**Work instructions**: Beginning at the line with "Task: pointing. Mark each instance of the black sandal", output each line to the end of the listing below exactly, please.

**Data entries**:
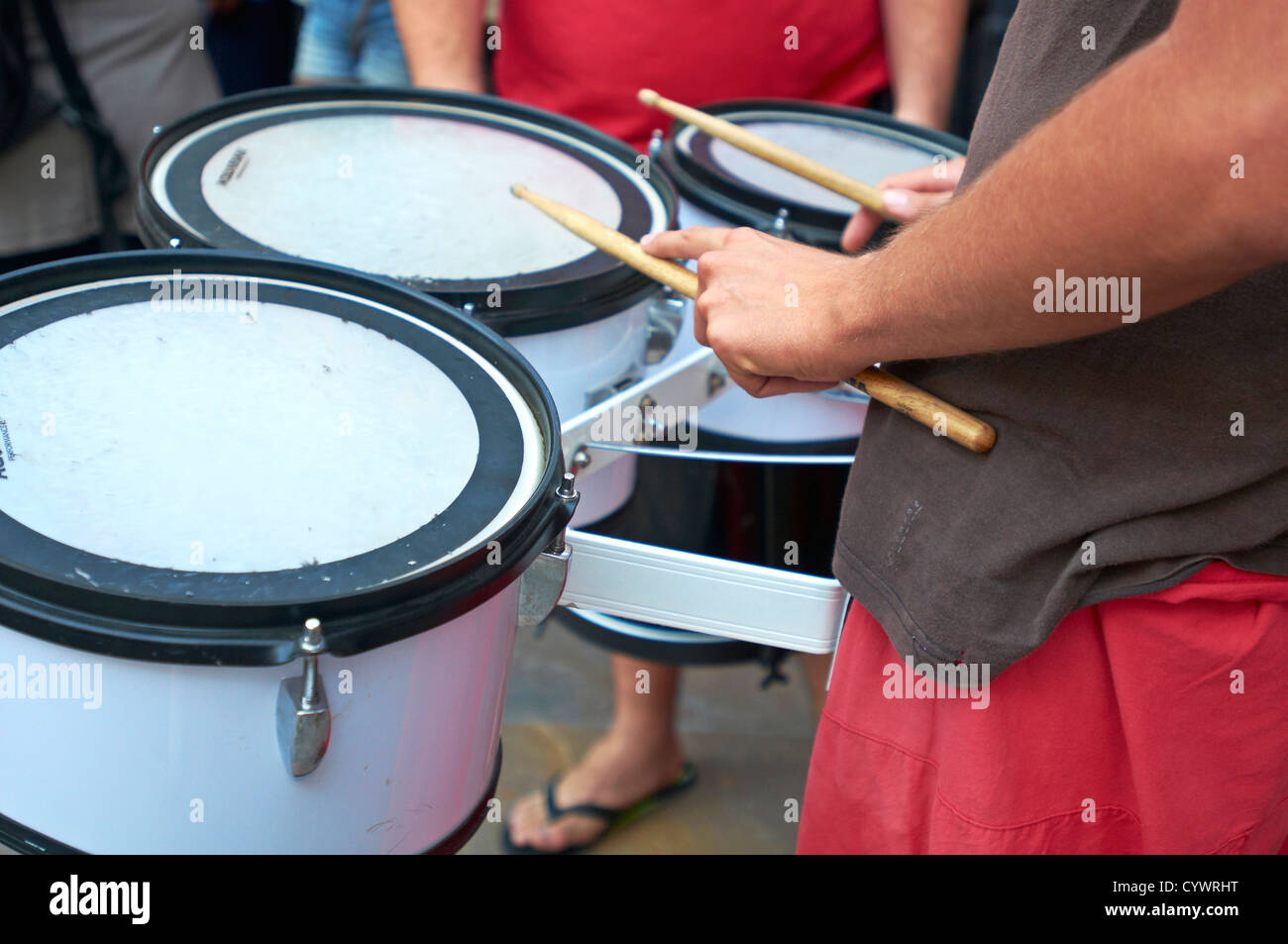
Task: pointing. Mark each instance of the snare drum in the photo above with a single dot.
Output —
(768, 513)
(721, 185)
(415, 185)
(204, 452)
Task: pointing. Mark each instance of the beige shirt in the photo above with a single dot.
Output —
(138, 62)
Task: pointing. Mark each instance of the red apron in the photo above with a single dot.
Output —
(1147, 724)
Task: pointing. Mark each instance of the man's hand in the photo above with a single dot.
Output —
(906, 196)
(780, 316)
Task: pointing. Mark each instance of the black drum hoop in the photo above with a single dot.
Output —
(751, 206)
(570, 296)
(150, 627)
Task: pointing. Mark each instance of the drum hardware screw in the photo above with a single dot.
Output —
(647, 406)
(655, 143)
(310, 644)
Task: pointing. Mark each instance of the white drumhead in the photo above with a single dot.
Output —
(249, 438)
(417, 194)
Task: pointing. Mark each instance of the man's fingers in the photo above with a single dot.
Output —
(759, 385)
(941, 175)
(686, 244)
(859, 230)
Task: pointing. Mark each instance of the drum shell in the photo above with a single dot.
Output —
(580, 365)
(795, 417)
(184, 759)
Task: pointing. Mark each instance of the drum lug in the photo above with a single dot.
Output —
(665, 316)
(303, 716)
(541, 584)
(781, 226)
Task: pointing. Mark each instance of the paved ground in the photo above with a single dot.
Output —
(751, 747)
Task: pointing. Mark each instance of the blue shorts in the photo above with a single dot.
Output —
(349, 42)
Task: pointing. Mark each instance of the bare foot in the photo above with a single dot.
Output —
(613, 773)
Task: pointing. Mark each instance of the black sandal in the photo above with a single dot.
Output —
(613, 819)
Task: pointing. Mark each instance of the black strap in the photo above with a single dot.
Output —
(111, 175)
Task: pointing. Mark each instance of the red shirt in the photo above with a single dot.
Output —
(588, 58)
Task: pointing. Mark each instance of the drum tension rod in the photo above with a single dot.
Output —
(303, 716)
(541, 584)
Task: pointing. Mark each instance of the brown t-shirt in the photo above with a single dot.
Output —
(1124, 463)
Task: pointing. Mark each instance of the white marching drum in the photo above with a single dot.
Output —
(262, 528)
(415, 185)
(780, 509)
(721, 185)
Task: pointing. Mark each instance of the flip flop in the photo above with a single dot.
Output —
(614, 819)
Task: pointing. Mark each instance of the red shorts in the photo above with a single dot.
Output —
(1149, 724)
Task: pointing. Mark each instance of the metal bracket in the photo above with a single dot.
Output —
(665, 317)
(541, 584)
(692, 591)
(303, 716)
(692, 381)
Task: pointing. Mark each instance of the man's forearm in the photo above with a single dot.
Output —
(442, 42)
(922, 40)
(1131, 179)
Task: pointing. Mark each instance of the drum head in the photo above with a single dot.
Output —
(413, 185)
(747, 191)
(222, 446)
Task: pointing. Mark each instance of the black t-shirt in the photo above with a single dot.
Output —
(1124, 463)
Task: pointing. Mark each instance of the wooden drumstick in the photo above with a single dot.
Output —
(925, 408)
(776, 154)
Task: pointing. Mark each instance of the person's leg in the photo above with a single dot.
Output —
(380, 60)
(322, 52)
(1150, 724)
(638, 756)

**Reply**:
Task: pointing. Mark each instance of the black sandal in the photo above with a single dot.
Output —
(613, 819)
Task: pointing. Mark each instance of the black strap in the photo above with a single dot.
Output —
(111, 175)
Task: pointing. Mark each instance of the red shirt in the photo above with a single dot.
Output —
(588, 58)
Task: pointing. Mark each instance of the drum tension rod in the photo above with a single dot.
Output —
(303, 716)
(541, 584)
Task: pointing. Mark each instance of the brown t-shirt in the photo above with a single dot.
Output —
(1124, 463)
Task: pointing. Mark each instance of the white marching drum in the photo above with a single dot.
Output —
(262, 528)
(415, 185)
(780, 509)
(721, 185)
Task: pointing. Mark each instance of the flip flop in the photo above with a single dot.
Output —
(614, 819)
Task: pointing. Mark each instance of the red shorts in the photo above with a single dot.
Output —
(1149, 724)
Task: pointing. Mark each instance of the metal bracket in the photo above with a single dot.
Output —
(665, 317)
(541, 584)
(692, 591)
(303, 716)
(692, 381)
Task: pointing. Mark each instance of the man's forearm in the photo above with a single dot.
Output —
(442, 42)
(922, 40)
(1131, 179)
Task: pointing. Mark each instance of the drum head in the photo above with a single dot.
Output —
(413, 185)
(747, 191)
(222, 446)
Task: pointing. Mark each instance of the black t-shirt in the photo above with a single dot.
Output —
(1124, 463)
Task: pointing. Mark each instance of the wooden drumstick in the photo above with a single dot.
Output —
(925, 408)
(776, 154)
Task: pointing. Mark each instance of the person's leg in the photo above with a single dot.
Output —
(380, 60)
(322, 52)
(1150, 724)
(638, 756)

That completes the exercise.